▶ Material to process
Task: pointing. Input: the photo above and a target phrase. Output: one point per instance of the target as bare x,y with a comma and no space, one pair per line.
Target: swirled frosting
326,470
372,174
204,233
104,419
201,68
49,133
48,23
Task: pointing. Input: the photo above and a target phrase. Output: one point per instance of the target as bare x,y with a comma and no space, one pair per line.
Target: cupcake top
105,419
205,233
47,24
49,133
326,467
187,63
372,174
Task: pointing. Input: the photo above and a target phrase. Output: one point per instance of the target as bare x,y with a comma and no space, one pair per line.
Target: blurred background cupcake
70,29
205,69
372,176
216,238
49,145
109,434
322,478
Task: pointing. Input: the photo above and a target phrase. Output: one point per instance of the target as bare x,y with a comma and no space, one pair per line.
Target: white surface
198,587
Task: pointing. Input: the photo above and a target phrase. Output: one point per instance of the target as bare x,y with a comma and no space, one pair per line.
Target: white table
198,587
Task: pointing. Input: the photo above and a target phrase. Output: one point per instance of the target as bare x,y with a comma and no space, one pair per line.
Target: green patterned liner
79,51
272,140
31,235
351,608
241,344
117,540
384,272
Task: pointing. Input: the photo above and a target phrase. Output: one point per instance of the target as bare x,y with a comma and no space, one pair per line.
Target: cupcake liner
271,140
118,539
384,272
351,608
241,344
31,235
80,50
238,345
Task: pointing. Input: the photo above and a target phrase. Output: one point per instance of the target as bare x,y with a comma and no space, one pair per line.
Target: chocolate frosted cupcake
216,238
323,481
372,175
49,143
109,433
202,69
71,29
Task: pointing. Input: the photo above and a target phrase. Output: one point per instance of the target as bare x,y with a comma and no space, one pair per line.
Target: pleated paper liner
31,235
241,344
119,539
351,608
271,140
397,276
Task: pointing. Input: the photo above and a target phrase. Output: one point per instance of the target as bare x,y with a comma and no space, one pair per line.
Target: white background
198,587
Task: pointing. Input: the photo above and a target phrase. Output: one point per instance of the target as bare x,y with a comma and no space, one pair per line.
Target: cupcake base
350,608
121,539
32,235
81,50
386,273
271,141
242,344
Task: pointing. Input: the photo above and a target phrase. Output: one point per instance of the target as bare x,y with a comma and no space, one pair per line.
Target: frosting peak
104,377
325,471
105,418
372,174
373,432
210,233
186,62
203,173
==
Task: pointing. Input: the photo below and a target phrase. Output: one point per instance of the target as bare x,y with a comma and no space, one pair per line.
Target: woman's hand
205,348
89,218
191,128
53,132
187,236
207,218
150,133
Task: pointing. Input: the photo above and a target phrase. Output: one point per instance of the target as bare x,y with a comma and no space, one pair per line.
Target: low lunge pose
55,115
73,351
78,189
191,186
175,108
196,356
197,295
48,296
* * *
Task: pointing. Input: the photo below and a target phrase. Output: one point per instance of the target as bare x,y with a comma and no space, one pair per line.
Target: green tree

▶ Task brief
Go through the records and copy out every line that contains the string "background", leaving out all other lines.

▶ Task response
Target: blurred background cupcake
Target: white background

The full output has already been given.